Task 1:
In the rows between the line holding "earth in the photo above." and the line holding "(1008, 242)", inclusive, switch "lesson" to "exercise" and give those lines back with nothing else altered.

Reading text:
════════

By | Published January 27, 2016

A few weeks ago, we released our forecast for 2016 U.S. auto sales. We predicted that sales would end up slightly below the 17.47 million that was achieved in 2015. In an effort to give our readers the most accurate information possible we wanted to re-evaluate our industry intelligence to see if any adjustment to our forecast is required.

Economic Headwinds

It seems like every day the Dow Jones Industrial Average drops another couple hundred points. Although the daily fluctuation doesn't typically have a direct impact on people's budget, there is a large negative emotional component. People tend to be reluctant to make large value purchases when the value of their investment portfolio and 401k has seen significant declines.

2016 corvette in showroom

We still feel that the weakness in the stock market will continue to apply strong negative pressure on the auto sales environment. A turnaround in stock prices is possible and would reverse this effect but we feel that it is unlikely to occur early enough in the year to have a significant impact.

Effect of Low Gas Prices

We can't ignore the impact of gas prices on auto sales. Analysis shows that lower gas prices typically lead to an increase in auto sales. Our data shows a clear correlation between lower gas prices and a shift to larger, less efficient vehicles like full size SUVs.

Although current fuel prices are hitting levels not seen in over a decade, the price of gas has been relatively low for a while. The national average has been below $2.50 per gallon for 5 months and hasn't been over $3 in 15 months. Because consumers are used to lower prices, the current prices don't have as much of a psychological impact.

Additionally, we feel that the negative effect the stock market decline has on sales is larger than the positive impact of lower gas prices. The best case is that they offset each other, but most likely the overall economic factors will win out and hold sales volumes down.

Industry Experts Now Aligning With Prediction

When we released our forecast on January, 12th, most industry analysts had a much more positive view about the sales environment than we did. On January 8th Steven Szakaly, chief economist of the National Automobile Dealers Association, said, "More than 17.7 million new light vehicles will be purchased or leased this year, about a 2-percent increase from 2015, and setting back-to-back records. It will be the seventh consecutive year of auto sales growth."

════════

Task 2:
Output the auto sales article between "A few weeks" and "forecast is required.", inclusive, with its wording kept intact.

════════

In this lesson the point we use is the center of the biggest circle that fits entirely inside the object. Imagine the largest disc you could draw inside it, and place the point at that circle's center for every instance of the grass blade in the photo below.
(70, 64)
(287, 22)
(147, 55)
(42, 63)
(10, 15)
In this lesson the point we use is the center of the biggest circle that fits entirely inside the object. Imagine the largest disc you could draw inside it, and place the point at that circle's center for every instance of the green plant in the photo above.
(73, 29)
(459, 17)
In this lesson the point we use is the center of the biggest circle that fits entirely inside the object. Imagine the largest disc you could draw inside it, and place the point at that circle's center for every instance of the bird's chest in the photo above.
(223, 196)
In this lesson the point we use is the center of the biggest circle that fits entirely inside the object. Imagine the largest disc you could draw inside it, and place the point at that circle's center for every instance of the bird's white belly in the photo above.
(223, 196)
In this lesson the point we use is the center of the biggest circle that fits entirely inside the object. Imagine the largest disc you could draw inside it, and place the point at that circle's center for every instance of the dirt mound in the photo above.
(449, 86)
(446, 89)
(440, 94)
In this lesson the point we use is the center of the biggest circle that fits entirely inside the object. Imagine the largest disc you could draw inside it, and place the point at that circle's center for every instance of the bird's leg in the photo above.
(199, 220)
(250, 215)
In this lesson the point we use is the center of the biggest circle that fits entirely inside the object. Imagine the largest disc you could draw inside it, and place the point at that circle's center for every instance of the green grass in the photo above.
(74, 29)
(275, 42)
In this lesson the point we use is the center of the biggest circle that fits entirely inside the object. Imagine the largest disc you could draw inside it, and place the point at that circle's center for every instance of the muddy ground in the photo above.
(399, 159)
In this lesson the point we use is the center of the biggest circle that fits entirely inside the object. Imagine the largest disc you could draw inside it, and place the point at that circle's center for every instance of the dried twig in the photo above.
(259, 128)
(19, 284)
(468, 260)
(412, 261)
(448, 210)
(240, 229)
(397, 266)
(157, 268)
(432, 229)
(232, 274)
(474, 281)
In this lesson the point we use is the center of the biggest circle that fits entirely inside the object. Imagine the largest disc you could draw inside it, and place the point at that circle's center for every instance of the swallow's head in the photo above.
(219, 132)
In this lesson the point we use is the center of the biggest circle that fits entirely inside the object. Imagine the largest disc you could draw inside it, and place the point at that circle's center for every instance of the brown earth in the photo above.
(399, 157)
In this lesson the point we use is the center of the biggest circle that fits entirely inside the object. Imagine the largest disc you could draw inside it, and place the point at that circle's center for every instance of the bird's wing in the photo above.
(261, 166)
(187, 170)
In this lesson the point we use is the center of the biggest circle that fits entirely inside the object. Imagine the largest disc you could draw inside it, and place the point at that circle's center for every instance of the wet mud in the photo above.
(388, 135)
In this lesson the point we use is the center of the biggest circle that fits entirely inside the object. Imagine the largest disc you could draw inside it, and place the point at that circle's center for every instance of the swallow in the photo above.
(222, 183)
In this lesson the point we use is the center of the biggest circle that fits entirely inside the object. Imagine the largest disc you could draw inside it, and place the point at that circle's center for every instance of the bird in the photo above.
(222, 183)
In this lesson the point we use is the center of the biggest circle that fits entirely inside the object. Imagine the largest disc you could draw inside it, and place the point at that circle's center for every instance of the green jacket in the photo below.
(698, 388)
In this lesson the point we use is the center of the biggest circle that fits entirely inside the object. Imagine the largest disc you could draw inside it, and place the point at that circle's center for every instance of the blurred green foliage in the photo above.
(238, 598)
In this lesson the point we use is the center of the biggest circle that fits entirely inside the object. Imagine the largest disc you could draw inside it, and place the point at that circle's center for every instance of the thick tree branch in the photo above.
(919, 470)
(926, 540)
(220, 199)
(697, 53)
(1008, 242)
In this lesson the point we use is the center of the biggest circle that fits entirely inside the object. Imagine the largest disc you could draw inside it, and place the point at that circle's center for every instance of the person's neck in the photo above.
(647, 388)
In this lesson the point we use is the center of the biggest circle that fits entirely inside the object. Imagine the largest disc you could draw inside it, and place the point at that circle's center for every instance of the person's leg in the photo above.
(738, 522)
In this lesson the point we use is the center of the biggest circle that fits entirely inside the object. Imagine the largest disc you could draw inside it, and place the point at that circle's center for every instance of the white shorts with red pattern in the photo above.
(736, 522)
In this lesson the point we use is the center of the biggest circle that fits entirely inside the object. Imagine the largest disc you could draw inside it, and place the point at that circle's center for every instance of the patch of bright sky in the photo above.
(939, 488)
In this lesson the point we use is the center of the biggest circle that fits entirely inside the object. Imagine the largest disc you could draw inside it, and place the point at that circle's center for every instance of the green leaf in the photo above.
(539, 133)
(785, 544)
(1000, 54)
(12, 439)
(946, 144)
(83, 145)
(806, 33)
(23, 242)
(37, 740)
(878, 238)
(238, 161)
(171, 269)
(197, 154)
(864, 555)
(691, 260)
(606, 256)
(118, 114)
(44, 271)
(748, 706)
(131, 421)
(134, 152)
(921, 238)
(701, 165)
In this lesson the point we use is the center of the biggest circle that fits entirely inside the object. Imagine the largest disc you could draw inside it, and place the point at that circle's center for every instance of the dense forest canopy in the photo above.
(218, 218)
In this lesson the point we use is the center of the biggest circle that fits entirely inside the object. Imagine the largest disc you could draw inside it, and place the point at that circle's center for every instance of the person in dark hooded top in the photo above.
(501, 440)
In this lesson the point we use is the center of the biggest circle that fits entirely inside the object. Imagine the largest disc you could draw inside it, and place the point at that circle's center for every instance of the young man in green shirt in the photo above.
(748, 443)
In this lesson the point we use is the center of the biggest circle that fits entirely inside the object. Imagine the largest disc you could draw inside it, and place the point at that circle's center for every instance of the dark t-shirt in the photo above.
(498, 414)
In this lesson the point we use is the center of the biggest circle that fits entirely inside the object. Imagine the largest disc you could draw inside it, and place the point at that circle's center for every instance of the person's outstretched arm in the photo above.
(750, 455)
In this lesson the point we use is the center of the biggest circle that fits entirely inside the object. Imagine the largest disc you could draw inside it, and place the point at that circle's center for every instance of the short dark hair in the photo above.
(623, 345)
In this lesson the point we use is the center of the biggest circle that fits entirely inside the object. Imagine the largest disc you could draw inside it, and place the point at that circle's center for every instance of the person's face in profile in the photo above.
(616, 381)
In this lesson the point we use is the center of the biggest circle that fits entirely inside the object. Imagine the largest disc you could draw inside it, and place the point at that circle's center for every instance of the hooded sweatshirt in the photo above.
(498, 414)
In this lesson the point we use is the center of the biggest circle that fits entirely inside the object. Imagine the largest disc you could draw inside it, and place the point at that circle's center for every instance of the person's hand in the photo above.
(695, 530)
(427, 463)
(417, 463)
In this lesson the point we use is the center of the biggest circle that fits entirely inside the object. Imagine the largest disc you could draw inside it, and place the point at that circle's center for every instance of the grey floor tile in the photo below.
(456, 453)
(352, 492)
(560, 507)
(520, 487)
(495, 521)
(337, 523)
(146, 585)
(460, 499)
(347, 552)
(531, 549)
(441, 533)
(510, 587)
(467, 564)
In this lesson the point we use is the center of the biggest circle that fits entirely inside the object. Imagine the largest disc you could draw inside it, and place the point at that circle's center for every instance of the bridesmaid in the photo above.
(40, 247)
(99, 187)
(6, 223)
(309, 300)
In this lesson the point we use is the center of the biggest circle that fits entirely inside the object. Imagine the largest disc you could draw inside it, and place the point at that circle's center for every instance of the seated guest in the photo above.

════════

Written response 1:
In this exercise the point we use is the center of the biggest circle that fits entirely inside the object. Imagine the largest disc you could draw inside it, and place the point at that circle's center for every instance of the brown earth in the photo above.
(399, 157)
In this exercise the point we use is the center of the biggest circle that fits entirely inside the object. Imagine the largest disc you could draw inside it, and place the point at that circle's center for every instance of the bird's wing in the photo above.
(261, 166)
(187, 170)
In this exercise the point we use is the center of the biggest circle that fits entirely inside the object. Imagine the largest disc you could draw inside it, and place the point at that circle's center for every instance of the wet mud in the photo above.
(388, 135)
In this exercise the point we use is the center of the biggest circle that fits entirely inside the object. Imagine the largest disc you could draw inside it, and place the point at that circle's center for every instance of the swallow in the photo above.
(222, 183)
In this exercise the point we use is the center of the biggest circle that fits entirely inside the object. Imagine the largest disc you could draw inside it, and place the point at that circle's center for every instance of the bird in the photo above.
(222, 183)
In this exercise the point we use is the center of the biggest circle that fits entirely inside the object. Imagine the largest disc you could draw inside it, and place the point at that circle's center for every instance of the green jacket in the photo below.
(698, 388)
In this exercise the point we use is the center of the biggest circle that fits entirely inside the object. Imagine the largest disc you could draw inside it, and place the point at that circle's center for every instance of the blurred green foliage in the photo above.
(238, 598)
In this exercise the point we use is the center of the biggest circle that fits entirely inside the object. Imagine the largest disc you could draw inside it, and place the point at that circle's center for every instance of the thick tree branch in the photo above.
(919, 470)
(926, 540)
(220, 199)
(697, 53)
(1008, 242)

Written response 2:
A few weeks ago, we released our forecast for 2016 U.S. auto sales. We predicted that sales would end up slightly below the 17.47 million that was achieved in 2015. In an effort to give our readers the most accurate information possible we wanted to re-evaluate our industry intelligence to see if any adjustment to our forecast is required.